# THE PROBLEM
Search the entries below for "clump". Report each line where it occurs.

(DATA PROVIDED)

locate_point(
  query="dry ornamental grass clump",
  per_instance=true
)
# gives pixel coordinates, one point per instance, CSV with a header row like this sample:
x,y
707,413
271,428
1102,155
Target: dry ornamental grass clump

(End DATA PROVIDED)

# EXERCISE RESPONSE
  query="dry ornamental grass clump",
Target: dry ornamental grass clump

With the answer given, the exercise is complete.